Put every line of the entries below into a numbered list, skipping any blank lines. Leave the pictures out of your answer.

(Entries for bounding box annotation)
──────────

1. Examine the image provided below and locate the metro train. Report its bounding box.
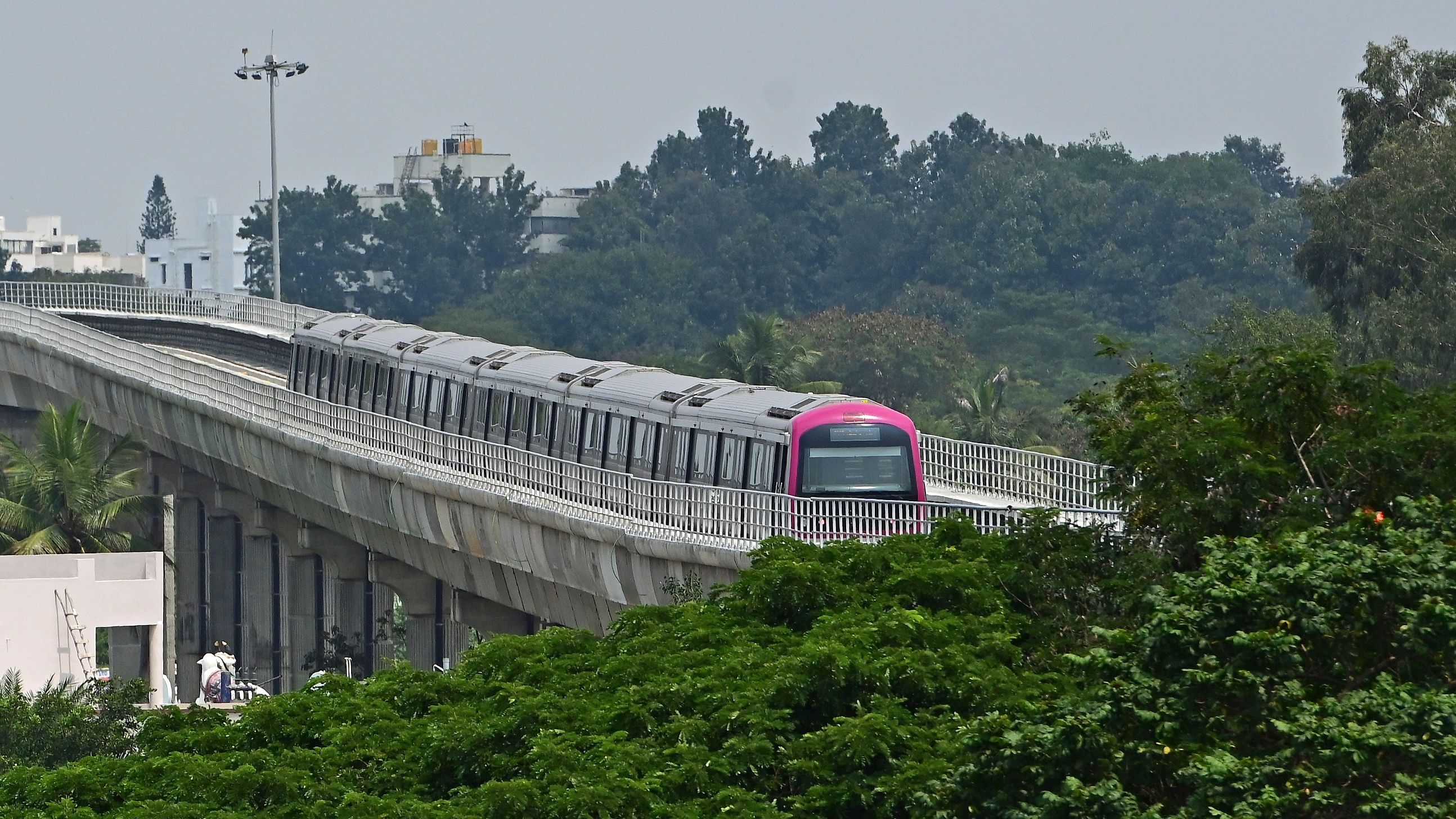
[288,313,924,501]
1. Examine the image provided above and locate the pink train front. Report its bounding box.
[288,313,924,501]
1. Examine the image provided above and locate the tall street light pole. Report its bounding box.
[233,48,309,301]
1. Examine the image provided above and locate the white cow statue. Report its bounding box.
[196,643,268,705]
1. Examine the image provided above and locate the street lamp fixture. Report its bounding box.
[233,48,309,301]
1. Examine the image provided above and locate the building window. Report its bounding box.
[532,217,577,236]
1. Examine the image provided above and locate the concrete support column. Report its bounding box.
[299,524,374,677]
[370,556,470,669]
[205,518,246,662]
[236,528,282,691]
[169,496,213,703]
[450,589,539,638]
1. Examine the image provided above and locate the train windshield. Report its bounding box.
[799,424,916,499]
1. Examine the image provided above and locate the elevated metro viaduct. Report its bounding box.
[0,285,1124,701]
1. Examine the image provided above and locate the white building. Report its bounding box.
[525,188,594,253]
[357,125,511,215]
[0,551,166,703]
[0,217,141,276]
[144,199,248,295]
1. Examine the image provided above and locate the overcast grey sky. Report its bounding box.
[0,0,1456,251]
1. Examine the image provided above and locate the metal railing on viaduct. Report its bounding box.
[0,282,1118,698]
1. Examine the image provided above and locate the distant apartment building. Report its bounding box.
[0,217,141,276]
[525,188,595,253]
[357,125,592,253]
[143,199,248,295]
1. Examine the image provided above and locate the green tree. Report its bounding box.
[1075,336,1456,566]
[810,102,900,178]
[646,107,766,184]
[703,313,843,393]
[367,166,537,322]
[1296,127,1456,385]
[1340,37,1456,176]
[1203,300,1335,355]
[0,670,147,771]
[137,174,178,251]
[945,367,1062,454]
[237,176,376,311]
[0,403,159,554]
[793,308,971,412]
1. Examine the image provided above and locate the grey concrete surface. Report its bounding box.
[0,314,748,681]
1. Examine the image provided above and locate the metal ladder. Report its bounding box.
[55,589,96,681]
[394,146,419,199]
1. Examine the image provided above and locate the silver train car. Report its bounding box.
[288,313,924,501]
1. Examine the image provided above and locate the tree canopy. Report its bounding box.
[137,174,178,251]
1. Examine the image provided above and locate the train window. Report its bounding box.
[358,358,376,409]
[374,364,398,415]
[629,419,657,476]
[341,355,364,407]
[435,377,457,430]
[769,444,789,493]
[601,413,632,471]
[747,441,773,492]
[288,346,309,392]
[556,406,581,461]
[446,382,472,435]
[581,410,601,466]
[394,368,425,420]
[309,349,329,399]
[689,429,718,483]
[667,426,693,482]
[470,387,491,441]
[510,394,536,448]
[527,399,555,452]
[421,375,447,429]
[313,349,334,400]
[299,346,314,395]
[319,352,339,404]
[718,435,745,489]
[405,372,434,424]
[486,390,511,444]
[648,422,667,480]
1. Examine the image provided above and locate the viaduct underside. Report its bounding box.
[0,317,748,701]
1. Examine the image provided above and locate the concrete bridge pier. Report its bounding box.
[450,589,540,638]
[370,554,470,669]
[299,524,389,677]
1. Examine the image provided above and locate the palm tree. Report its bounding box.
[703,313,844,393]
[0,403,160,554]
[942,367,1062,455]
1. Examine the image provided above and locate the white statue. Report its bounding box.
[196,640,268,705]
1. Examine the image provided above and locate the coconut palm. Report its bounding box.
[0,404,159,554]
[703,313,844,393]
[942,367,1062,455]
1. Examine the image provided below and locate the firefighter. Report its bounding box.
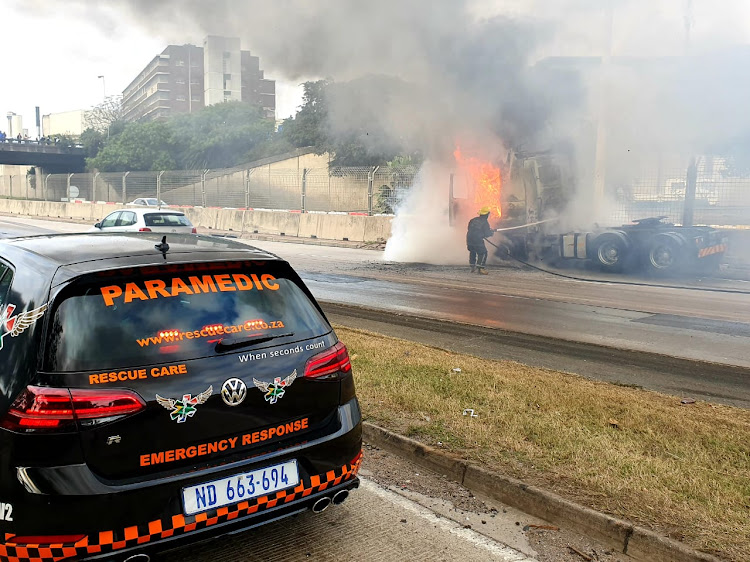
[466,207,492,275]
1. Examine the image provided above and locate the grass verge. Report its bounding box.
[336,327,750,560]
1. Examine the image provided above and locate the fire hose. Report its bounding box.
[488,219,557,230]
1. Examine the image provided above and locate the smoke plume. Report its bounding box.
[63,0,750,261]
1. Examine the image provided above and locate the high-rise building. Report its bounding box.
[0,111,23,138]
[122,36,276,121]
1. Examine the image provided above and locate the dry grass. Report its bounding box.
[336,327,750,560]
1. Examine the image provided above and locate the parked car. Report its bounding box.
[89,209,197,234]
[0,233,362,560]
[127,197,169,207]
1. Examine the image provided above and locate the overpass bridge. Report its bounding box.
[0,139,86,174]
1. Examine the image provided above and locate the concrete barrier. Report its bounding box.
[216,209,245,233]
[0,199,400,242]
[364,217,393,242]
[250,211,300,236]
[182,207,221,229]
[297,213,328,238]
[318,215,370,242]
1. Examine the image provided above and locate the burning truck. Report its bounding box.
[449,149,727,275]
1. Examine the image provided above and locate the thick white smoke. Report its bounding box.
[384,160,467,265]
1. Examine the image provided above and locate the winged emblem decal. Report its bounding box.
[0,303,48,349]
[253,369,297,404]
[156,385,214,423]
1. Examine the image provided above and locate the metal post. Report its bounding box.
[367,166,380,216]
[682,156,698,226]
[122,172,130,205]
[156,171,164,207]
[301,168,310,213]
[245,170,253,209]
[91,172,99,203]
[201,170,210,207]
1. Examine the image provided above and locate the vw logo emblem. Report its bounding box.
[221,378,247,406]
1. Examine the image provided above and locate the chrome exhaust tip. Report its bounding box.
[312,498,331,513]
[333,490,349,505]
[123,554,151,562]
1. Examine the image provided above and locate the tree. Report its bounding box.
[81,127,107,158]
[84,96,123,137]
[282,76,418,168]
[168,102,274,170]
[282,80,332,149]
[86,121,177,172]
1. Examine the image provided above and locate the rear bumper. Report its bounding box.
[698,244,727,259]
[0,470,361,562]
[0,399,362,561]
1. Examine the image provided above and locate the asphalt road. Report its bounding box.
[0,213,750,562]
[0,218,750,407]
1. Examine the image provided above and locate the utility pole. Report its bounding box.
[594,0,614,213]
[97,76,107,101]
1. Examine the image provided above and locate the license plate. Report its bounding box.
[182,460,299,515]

──────────

:: Reply to the exercise ::
1. 1. Examine the image provided below and locate the metro train. Report its bounding box.
2. [288,313,924,501]
3. 1. Examine the image provided above and locate the pink train front. Report its bounding box.
4. [288,313,924,501]
5. 1. Examine the image provided above and locate the tall street light pole. Report its bounding box.
6. [233,48,309,301]
7. 1. Examine the image provided above and locate the white cow statue. Report its bounding box.
8. [196,643,268,705]
9. 1. Examine the image provided above and locate the street lamp fixture. Report its bounding box.
10. [233,48,309,301]
11. 1. Examine the image provided above and locate the building window. Report its bounding box.
12. [532,217,577,236]
13. 1. Examine the image provided above and locate the concrete support column. Report its bounding box.
14. [299,524,374,677]
15. [370,556,470,669]
16. [205,518,246,662]
17. [236,528,282,691]
18. [169,496,213,703]
19. [450,589,539,638]
20. 1. Examine the image provided above and locate the train windshield. Report its bounding box.
21. [799,424,916,499]
22. 1. Examine the image provided above and locate the elevated metro viaduct. Report its bounding box.
23. [0,285,1124,701]
24. 1. Examine the image provided above and locate the white building. Report its bounding box.
25. [525,188,594,253]
26. [357,125,511,215]
27. [0,551,166,703]
28. [0,217,141,276]
29. [144,199,248,295]
30. 1. Examine the image provided above and locate the overcast grey sky. Report its bounding box.
31. [0,0,1456,251]
32. 1. Examine the image provided above and locate the metal railing on viaduct. Report its bounding box.
33. [0,282,1118,698]
34. 1. Examine the image provided above and locate the distant apartment building. Report its bounding box.
35. [0,217,141,276]
36. [525,188,595,253]
37. [357,125,592,253]
38. [143,199,248,295]
39. 1. Examine the image provided above and locate the green tree. Report its bounding box.
40. [1075,336,1456,566]
41. [810,102,900,178]
42. [646,107,766,184]
43. [703,313,843,393]
44. [367,166,537,322]
45. [1296,127,1456,385]
46. [1340,37,1456,176]
47. [1203,300,1335,355]
48. [0,670,147,771]
49. [137,174,178,251]
50. [945,367,1062,454]
51. [237,176,376,311]
52. [0,403,159,554]
53. [793,308,971,412]
54. 1. Examine the image provided above and locate the grey concrete surface. Report its bounding box.
55. [0,314,748,681]
56. 1. Examine the image provided above and locate the metal ladder. Report its bounding box.
57. [55,589,96,681]
58. [394,146,419,199]
59. 1. Examine the image provided above and locate the silver train car. Report its bounding box.
60. [288,313,924,501]
61. 1. Examine the image provided above and locate the tree canopy. Report its bounding box.
62. [137,174,178,251]
63. 1. Examine the image provided above and locate the train window. Report its bounding box.
64. [358,358,376,409]
65. [374,364,398,415]
66. [629,419,657,476]
67. [341,355,364,407]
68. [435,377,457,430]
69. [769,444,789,493]
70. [601,413,632,471]
71. [747,441,773,492]
72. [288,346,309,392]
73. [556,406,581,461]
74. [446,382,472,435]
75. [581,410,601,466]
76. [394,368,425,420]
77. [309,349,329,399]
78. [689,429,718,483]
79. [667,426,693,482]
80. [470,387,491,441]
81. [510,394,536,448]
82. [527,399,555,452]
83. [421,375,447,429]
84. [313,349,334,400]
85. [299,346,314,395]
86. [319,352,339,404]
87. [718,435,745,489]
88. [405,372,434,424]
89. [486,390,511,444]
90. [648,422,667,480]
91. 1. Examine the image provided above and locate the viaduct underside. Report its bounding box.
92. [0,317,748,701]
93. 1. Examine the image provided above and locate the concrete bridge pier. Report its bounding box.
94. [450,589,540,638]
95. [370,554,470,669]
96. [299,524,389,677]
97. 1. Examine the image provided above and locate the palm tree. Report its bounding box.
98. [703,313,844,393]
99. [0,403,160,554]
100. [942,367,1062,455]
101. 1. Examine the image provided above and locate the white statue. Report its bounding box.
102. [196,640,268,705]
103. 1. Examine the image provided above and locate the coconut palm. Report its bounding box.
104. [0,404,159,554]
105. [703,313,844,393]
106. [942,367,1062,455]
107. 1. Examine the image provided below and locate the firefighter. Report its bounding box.
108. [466,207,492,275]
109. 1. Examine the image provided above and locate the grass verge. Report its bounding box.
110. [336,327,750,560]
111. 1. Examine the image provided above and locate the fire hose. Report its bounding box.
112. [488,219,557,230]
113. 1. Examine the image provided above and locate the smoke plume. Report its bounding box.
114. [63,0,750,261]
115. 1. Examine the image provided above and locate the high-rise building. Report its bounding box.
116. [0,111,23,138]
117. [122,36,276,121]
118. 1. Examine the image provided above and locate the dry grass. Report its bounding box.
119. [336,327,750,560]
120. 1. Examine the image provided above and locate the parked car. Report its bounding box.
121. [89,209,197,234]
122. [0,233,362,560]
123. [127,197,169,207]
124. 1. Examine the image provided above and locate the overpass bridge. Report its bounding box.
125. [0,139,86,174]
126. 1. Examine the image provided above and locate the concrete barrier. Report its bounding box.
127. [216,209,245,233]
128. [0,199,400,242]
129. [364,217,393,242]
130. [250,211,300,236]
131. [182,207,221,229]
132. [297,213,328,238]
133. [318,215,370,242]
134. 1. Examine the image provided above and locate the burning truck. Report its bounding box.
135. [449,149,727,275]
136. 1. Examine the image provided above and locate the thick white smoke. Report its bounding box.
137. [384,160,467,265]
138. 1. Examine the image provided above and locate the winged emblem decal. Report its bounding box.
139. [0,303,48,349]
140. [253,369,297,404]
141. [156,385,214,423]
142. 1. Examine the image provided above and locate the metal post. Report its bounding box.
143. [367,166,380,216]
144. [682,156,698,226]
145. [122,172,130,205]
146. [156,171,164,207]
147. [301,168,310,213]
148. [245,170,253,209]
149. [91,172,99,203]
150. [201,170,210,207]
151. 1. Examine the image provided above and locate the vw logo emblem. Report its bounding box.
152. [221,378,247,406]
153. 1. Examine the image provided above and locate the chrome exhaust tip. Report its bounding box.
154. [312,498,331,513]
155. [333,490,349,505]
156. [123,554,151,562]
157. 1. Examine the image provided above and locate the tree. Report its bounding box.
158. [81,127,107,158]
159. [84,96,123,137]
160. [282,76,418,168]
161. [168,102,274,170]
162. [282,80,332,149]
163. [86,121,177,172]
164. 1. Examine the image provided above and locate the rear bumper. Report its bounding box.
165. [698,244,727,259]
166. [0,470,361,562]
167. [0,399,362,561]
168. 1. Examine the image provided above and locate the asphalt road. Report its bounding box.
169. [0,213,750,562]
170. [0,218,750,407]
171. 1. Examine the image provided above and locate the utility pole. Report its bounding box.
172. [594,0,614,213]
173. [97,76,107,101]
174. 1. Examine the image provided above and locate the license plate. Report its bounding box.
175. [182,460,299,515]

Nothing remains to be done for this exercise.